**What you will do**
Reproduce all entries precisely as they are written.

== Available data

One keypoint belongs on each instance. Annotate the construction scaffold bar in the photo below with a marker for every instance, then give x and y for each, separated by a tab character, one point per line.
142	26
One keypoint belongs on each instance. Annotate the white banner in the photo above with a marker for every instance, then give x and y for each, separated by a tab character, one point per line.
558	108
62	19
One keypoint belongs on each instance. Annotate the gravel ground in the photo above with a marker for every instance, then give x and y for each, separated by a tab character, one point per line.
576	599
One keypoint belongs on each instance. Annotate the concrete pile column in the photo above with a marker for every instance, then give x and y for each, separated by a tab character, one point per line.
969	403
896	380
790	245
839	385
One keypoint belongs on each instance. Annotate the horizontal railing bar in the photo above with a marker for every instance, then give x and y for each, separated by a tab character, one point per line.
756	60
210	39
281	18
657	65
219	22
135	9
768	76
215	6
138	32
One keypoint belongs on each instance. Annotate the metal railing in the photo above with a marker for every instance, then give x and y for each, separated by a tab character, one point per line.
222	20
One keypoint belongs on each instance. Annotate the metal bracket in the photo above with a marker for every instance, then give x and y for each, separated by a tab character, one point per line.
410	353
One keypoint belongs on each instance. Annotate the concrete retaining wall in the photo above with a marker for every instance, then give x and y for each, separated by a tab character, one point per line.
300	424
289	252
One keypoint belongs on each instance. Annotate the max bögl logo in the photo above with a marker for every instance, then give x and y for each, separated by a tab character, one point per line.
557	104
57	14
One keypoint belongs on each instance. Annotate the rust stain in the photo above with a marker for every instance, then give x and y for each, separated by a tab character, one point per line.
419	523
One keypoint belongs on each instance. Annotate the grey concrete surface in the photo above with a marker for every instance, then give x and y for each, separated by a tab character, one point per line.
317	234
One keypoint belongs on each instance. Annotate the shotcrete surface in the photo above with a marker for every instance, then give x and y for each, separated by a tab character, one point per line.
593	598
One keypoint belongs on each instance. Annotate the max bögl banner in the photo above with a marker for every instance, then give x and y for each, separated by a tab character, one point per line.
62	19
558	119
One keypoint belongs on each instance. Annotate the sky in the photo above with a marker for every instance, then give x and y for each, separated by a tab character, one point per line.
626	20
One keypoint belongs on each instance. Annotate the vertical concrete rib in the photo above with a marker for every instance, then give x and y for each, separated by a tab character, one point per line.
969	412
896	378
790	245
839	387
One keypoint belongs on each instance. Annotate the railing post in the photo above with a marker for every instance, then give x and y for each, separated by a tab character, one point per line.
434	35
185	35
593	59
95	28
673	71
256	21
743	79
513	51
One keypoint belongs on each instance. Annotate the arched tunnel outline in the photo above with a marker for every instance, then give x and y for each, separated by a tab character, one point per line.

====

**Solution below**
One keypoint belongs on each instance. Annotate the construction scaffold bar in the photo below with a marker for every instance, then give x and y for each, separated by a tab character, one point per line.
142	26
One keypoint belongs on each instance. Annotate the white banner in the photo above with a marker for every instance, then give x and y for each, separated by a tab character, one point per line.
558	108
62	19
One keypoint belongs on each instance. Annotate the gravel ground in the photo above with a marker for every instance, then give x and y for each, separated by a tab character, one point per line.
576	599
One keypoint belongs on each instance. Annotate the concrete pile column in the photo above with a marker for every instance, then give x and y for each, separated by a tab character, one point per line.
969	403
896	380
790	245
839	385
One keypoint belongs on each instance. Annotate the horizontal railing bar in the photo above with a marker for every instance, then give x and y for each, separated by a tab character, one point per line.
756	60
210	39
281	18
657	65
219	22
135	9
768	76
215	6
138	32
One keypoint belongs on each instance. Annotate the metal railing in the photo above with a marker for every instance, then give x and y for each, separated by a tab character, one point per line.
222	20
One keypoint belongs on each instance. Annotate the metal bracket in the photo above with a marker for every instance, then give x and y for each, separated by a tab character, one point per line.
410	353
One keypoint belongs on each instance. Annotate the concrete retaining wall in the photo above with a marker for every instance, then give x and y for each, separated by a tab character, one point per line.
300	424
289	252
One keypoint belongs on each instance. Annotate the max bögl logo in the photo above with a marker for every instance, then give x and y for each, separated by a tab character, one point per line.
557	104
57	14
One keypoint belongs on each instance. Annotate the rust stain in the photo above with a marker for every instance, then give x and y for each, separated by a tab character, one point per line.
419	523
One keypoint belongs on each instance. Annotate the grey concrete surface in the photo above with a marker for every instance, then give x and y for each, separated by a tab character, one point per line.
317	234
One keypoint belongs on each instance. Annotate the shotcrete surface in the photo above with a marker for every instance, then give x and y for each, separated by a tab character, one point per line.
593	598
One keypoint belongs on each instance. Annotate the max bögl banner in the photo above with a marker for every instance, then give x and y for each, separated by a tab character, one point per line.
62	19
558	119
One keypoint belongs on each instance. Annotate the sky in the photo above with a marker for every instance, then give x and y for each, separated by a tab character, one point per line.
626	20
One keypoint belongs on each instance. Annotate the vertical concrete rib in the photo above with a marker for every instance, then give x and y for each, separated by a tab character, one point per line.
969	412
896	378
790	245
839	387
One keypoint belongs on each instance. Annotate the railing post in the photo above with a marker for every instance, then give x and y for each, separated by a tab character, one point per line.
434	35
185	35
593	59
95	28
673	71
256	21
743	79
513	51
One keypoint belongs on each instance. Annotate the arched tunnel outline in the photo above with a marker for every instance, then give x and y for each, separated by a tab character, one point per line.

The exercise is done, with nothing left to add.